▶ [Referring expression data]

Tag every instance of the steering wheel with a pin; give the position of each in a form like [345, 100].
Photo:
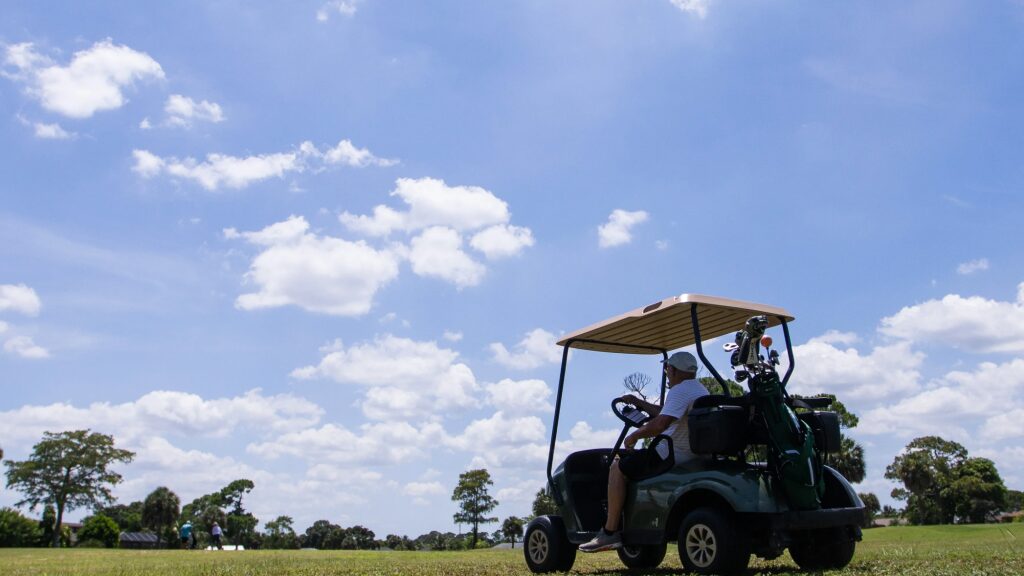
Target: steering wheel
[630, 415]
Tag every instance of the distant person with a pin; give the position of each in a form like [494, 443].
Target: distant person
[216, 533]
[185, 533]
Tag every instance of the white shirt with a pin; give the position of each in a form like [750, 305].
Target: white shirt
[678, 401]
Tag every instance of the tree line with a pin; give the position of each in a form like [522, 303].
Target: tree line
[72, 469]
[941, 484]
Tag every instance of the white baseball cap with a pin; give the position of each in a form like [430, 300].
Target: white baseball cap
[683, 361]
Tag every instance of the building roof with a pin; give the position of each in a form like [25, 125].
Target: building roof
[142, 537]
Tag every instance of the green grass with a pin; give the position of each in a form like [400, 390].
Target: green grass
[953, 550]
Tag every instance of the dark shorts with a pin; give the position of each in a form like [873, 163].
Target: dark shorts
[637, 463]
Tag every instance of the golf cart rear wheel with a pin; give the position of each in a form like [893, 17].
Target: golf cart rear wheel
[642, 557]
[546, 546]
[710, 543]
[834, 550]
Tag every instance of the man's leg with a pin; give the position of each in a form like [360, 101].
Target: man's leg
[616, 497]
[608, 538]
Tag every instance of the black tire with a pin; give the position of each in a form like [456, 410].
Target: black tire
[546, 547]
[834, 550]
[642, 557]
[711, 543]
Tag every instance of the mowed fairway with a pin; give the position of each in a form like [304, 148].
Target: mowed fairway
[939, 550]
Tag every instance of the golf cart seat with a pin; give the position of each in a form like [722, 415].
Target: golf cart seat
[719, 424]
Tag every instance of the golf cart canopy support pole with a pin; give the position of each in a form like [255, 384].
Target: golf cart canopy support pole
[788, 352]
[696, 341]
[561, 386]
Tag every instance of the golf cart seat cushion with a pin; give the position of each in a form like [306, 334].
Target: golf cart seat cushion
[717, 400]
[718, 429]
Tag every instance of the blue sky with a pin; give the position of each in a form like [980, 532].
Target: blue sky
[328, 246]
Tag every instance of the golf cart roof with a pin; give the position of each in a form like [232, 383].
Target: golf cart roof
[667, 325]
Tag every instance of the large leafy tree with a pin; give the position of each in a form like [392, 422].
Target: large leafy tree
[128, 517]
[871, 507]
[160, 510]
[926, 468]
[281, 534]
[225, 507]
[512, 529]
[474, 501]
[241, 525]
[544, 504]
[69, 469]
[976, 491]
[101, 529]
[316, 534]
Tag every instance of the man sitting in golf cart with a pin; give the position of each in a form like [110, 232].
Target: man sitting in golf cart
[681, 373]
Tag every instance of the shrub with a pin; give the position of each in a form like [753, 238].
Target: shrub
[100, 528]
[15, 530]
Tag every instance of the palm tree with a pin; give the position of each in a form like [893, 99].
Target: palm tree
[160, 510]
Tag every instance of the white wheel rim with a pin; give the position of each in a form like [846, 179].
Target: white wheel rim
[539, 546]
[700, 545]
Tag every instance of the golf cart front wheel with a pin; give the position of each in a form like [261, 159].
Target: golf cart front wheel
[546, 546]
[638, 557]
[710, 543]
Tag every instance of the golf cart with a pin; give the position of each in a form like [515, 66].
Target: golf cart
[761, 484]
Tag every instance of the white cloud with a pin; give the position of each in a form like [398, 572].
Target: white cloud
[517, 397]
[696, 7]
[404, 378]
[972, 266]
[432, 203]
[25, 347]
[318, 274]
[437, 252]
[501, 432]
[94, 80]
[887, 371]
[166, 413]
[617, 230]
[238, 172]
[218, 169]
[437, 216]
[346, 153]
[343, 7]
[182, 111]
[52, 132]
[380, 444]
[502, 241]
[19, 298]
[957, 403]
[974, 323]
[537, 348]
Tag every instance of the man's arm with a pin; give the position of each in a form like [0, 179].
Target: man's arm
[647, 407]
[654, 426]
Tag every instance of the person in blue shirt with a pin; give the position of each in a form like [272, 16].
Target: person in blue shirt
[185, 533]
[216, 532]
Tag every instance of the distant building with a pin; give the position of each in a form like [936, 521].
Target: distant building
[138, 540]
[1011, 517]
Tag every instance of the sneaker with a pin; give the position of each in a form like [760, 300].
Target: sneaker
[603, 541]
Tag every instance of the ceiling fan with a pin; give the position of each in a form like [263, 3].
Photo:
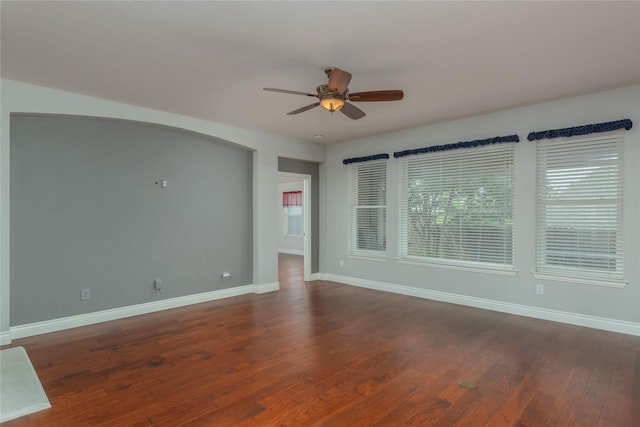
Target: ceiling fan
[334, 95]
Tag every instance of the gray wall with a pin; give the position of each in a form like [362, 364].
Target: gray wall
[87, 212]
[308, 168]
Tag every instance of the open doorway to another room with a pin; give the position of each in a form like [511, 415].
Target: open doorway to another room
[293, 225]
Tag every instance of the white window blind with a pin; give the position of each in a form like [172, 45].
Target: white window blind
[456, 207]
[368, 230]
[293, 221]
[579, 207]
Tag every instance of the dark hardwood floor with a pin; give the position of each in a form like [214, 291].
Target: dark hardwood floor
[322, 353]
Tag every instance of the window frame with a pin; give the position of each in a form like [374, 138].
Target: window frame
[368, 168]
[603, 144]
[465, 157]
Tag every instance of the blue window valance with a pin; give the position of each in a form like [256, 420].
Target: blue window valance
[464, 144]
[365, 158]
[581, 130]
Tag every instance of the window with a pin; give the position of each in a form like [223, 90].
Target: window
[456, 207]
[292, 205]
[368, 208]
[579, 207]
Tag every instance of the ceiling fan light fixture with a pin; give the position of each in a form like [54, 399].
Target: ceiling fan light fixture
[331, 103]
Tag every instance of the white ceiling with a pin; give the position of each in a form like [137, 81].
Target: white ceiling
[210, 60]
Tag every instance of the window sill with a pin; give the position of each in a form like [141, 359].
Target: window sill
[475, 269]
[579, 280]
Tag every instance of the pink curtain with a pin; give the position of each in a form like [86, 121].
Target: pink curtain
[292, 198]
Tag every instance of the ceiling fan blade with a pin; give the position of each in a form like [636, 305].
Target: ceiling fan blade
[352, 111]
[293, 92]
[377, 95]
[338, 80]
[303, 109]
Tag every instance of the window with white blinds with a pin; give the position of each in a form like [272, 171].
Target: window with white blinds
[579, 207]
[456, 207]
[368, 229]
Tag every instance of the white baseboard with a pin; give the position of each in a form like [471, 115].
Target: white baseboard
[55, 325]
[316, 276]
[5, 337]
[594, 322]
[267, 287]
[290, 252]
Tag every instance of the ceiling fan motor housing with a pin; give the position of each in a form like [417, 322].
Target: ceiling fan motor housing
[329, 99]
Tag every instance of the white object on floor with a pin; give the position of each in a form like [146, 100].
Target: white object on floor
[20, 390]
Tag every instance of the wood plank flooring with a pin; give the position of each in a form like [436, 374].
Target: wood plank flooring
[323, 353]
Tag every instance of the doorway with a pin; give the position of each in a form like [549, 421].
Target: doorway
[295, 217]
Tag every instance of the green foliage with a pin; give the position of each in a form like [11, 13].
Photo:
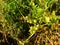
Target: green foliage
[23, 17]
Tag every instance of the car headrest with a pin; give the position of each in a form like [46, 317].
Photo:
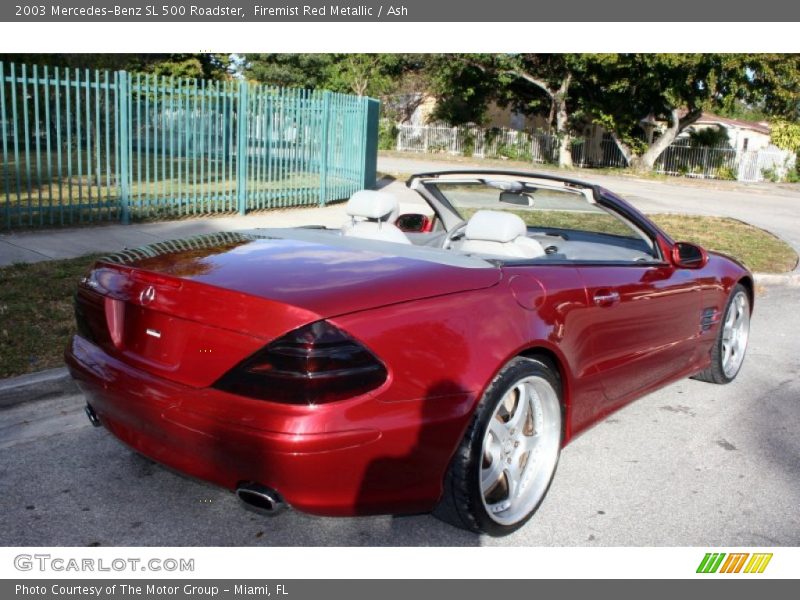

▶ [Requirement] Every line above is to be duplicated exactly; no picture should be carried over.

▶ [Exercise solution]
Tag every instance of the steering wheel with a pin; give the position of each in a form like [345, 100].
Photo:
Target: steering wheel
[630, 415]
Tag every instance of the distant person with a pin; give the position of each in a form like [494, 443].
Target: distant person
[216, 533]
[185, 533]
Tag every instance of the white shirt with a pin; give the position of each in a form like [750, 305].
Target: white shirt
[678, 401]
Tag every instance of the tree line with a pin; give the position of each in a form like [522, 303].
Target: tree line
[72, 469]
[941, 484]
Tag every instance of the white baseball cap with a pin; give the position of each in a form like [430, 300].
Target: white baseball cap
[683, 361]
Tag every instance of the building roof with a pin; give the position of each in a form like [25, 125].
Target: building roof
[142, 537]
Tag every instance of the green grass with a pin; give the position of each in a form like [400, 390].
Target: green grass
[953, 550]
Tag every instance of the dark shorts with a pin; give the position of each in a form like [873, 163].
Target: dark shorts
[637, 463]
Tag every instance of the golf cart rear wheel with a pin; give the position of each in a form like [893, 17].
Target: golf cart rear wheel
[642, 557]
[546, 546]
[710, 543]
[834, 550]
Tag every instance of the man's leg with a pin; give the position of each in a form like [360, 101].
Target: man's leg
[616, 497]
[608, 538]
Tag every instance of the black tire with a pin; give the position of each in a form like [456, 410].
Target: black tire
[546, 547]
[834, 550]
[642, 557]
[711, 543]
Tag every instance of the mowed fairway with a pin; give the position of each in a form like [304, 148].
Target: mowed fairway
[939, 550]
Tag every instance of the golf cart seat with a pin; give the position of each in a form like [722, 415].
Target: golf cart seat
[719, 424]
Tag every instance of the golf cart canopy support pole with a pin; give the position of each in a form like [255, 384].
Target: golf cart canopy support pole
[788, 352]
[696, 341]
[561, 386]
Tag every instance of the golf cart seat cushion with a pin; give the position of each in a form like [306, 334].
Target: golf cart seat cushion
[717, 400]
[718, 429]
Tag every instance of the blue sky with a pin; give the position of each in a form like [980, 532].
Target: blue sky
[328, 246]
Tag every instance of the golf cart roof with a pin; give the position of each in a form like [232, 383].
Target: golf cart roof
[667, 325]
Tag every instance of the large leafy tree with a pin; give the position of each in a form like [392, 422].
Target: large leafy tree
[128, 517]
[871, 507]
[160, 510]
[926, 468]
[281, 534]
[225, 507]
[512, 529]
[474, 501]
[241, 525]
[544, 504]
[69, 469]
[976, 491]
[101, 529]
[316, 534]
Tag every instance of the man sitting in golf cart with a pin; give the position of each in a form like [110, 232].
Target: man sitting in golf cart
[681, 373]
Tag every instance of the shrub with a pin; give the position of each in a form like [753, 238].
Target: shrub
[100, 528]
[15, 530]
Tag every instance of the palm tree with a pin; give the position of each in a form like [893, 99].
Target: palm tree
[160, 510]
Tag every instance of the white wheel rim with a pin; give the position of each in a form like [846, 179].
Target: white wheel rim
[539, 546]
[700, 545]
Tag every instance of the golf cart front wheel with a pin; give the position of each in a form like [261, 159].
Target: golf cart front wheel
[546, 546]
[638, 557]
[710, 543]
Tag every instance of the golf cart with a pin; give the position of each in a form like [515, 66].
Target: golf cart
[761, 484]
Tag every instance of the white cloud with a pin; give the position of each in a form like [398, 572].
Target: white cloud
[517, 397]
[696, 7]
[404, 378]
[972, 266]
[432, 203]
[25, 347]
[318, 274]
[437, 252]
[501, 432]
[94, 80]
[887, 371]
[166, 413]
[617, 230]
[238, 172]
[218, 169]
[437, 216]
[346, 153]
[343, 7]
[182, 111]
[52, 132]
[380, 444]
[502, 241]
[19, 298]
[957, 403]
[974, 323]
[537, 348]
Tag every instance of the man's arm with a pin; give the position of each in a form like [0, 179].
Target: man's arm
[647, 407]
[654, 426]
Tag every instance of the person in blue shirt with a pin; give the position of each in a form like [272, 16].
Target: person in blue shirt
[185, 533]
[216, 532]
Tag every instance of the distant building with a pin; give the position of each in a form like [936, 521].
Target: distant building
[138, 540]
[1011, 517]
Tag every instance of the sneaker with a pin; give the position of each in a form like [760, 300].
Target: sneaker
[603, 541]
Tag every instance of the ceiling fan with a pin; give the position of each in a form like [263, 3].
Photo:
Target: ceiling fan
[334, 95]
Tag every instance of the gray wall with a pin; give the position of each in a form like [362, 364].
Target: gray wall
[87, 212]
[308, 168]
Tag every instance of the open doorway to another room with a pin; give the position of each in a form like [511, 415].
Target: open doorway to another room
[293, 225]
Tag every instance of the white window blind with a pin; give the position of each in a form like [172, 45].
Target: white window blind
[456, 207]
[368, 230]
[293, 221]
[579, 207]
Tag every instance of the dark hardwood floor with a pin; give the position of each in a form like [214, 291].
Target: dark hardwood floor
[322, 353]
Tag every instance of the window frame with a pin; give the position of each in a form like [374, 138].
Target: window frame
[368, 168]
[603, 144]
[465, 157]
Tag every instance of the blue window valance with a pin; give the position of each in a form like [256, 420].
Target: blue window valance
[464, 144]
[365, 158]
[581, 130]
Tag every instance of the window with a pin; give the position of each in a form like [223, 90].
Target: window
[456, 207]
[292, 205]
[368, 208]
[579, 207]
Tag every instance of the ceiling fan light fixture with a pin; give the position of each in a form like [54, 399].
Target: ceiling fan light fixture
[331, 103]
Tag every instance of the white ceiling with a pin; give the position of each in a form like [137, 81].
Target: white ceiling
[210, 60]
Tag every instance of the window sill with a pin; give the position of each in a form like [141, 359].
Target: window sill
[475, 269]
[579, 280]
Tag every instance of the pink curtain with a pin; give the position of each in a form like [86, 121].
Target: pink curtain
[292, 198]
Tag every instance of the ceiling fan blade with a pin; give the position of each in a form like [636, 305].
Target: ceiling fan blade
[352, 111]
[293, 92]
[377, 95]
[338, 80]
[303, 109]
Tag every instance of the window with white blinds with a pin; give the position of each in a form like [272, 171].
Target: window with white blinds
[579, 207]
[456, 207]
[368, 229]
Tag every instance of the white baseboard with a pin; give the position of each in a form like [471, 115].
Target: white baseboard
[55, 325]
[316, 276]
[5, 337]
[594, 322]
[267, 287]
[290, 252]
Tag every instance of the ceiling fan motor housing with a pin; give the position of each in a form like [417, 322].
Target: ceiling fan motor housing
[329, 99]
Tag every instance of the white object on floor with a pin; give the position of each in a form like [146, 100].
Target: white object on floor
[20, 390]
Tag every instance of the wood plank flooring with a pin; give the position of each in a form like [436, 374].
Target: wood plank flooring
[323, 353]
Tag every instance of the doorway with a pin; give the position of each in a form like [549, 421].
Target: doorway
[295, 217]
Tag every instance of the green foliage with a pin; give the position of each in a form like [11, 13].
Photo:
Target: green foliage
[23, 17]
Tag every instance of the car headrest with a pin; give the position of each in a form like [46, 317].
Photo:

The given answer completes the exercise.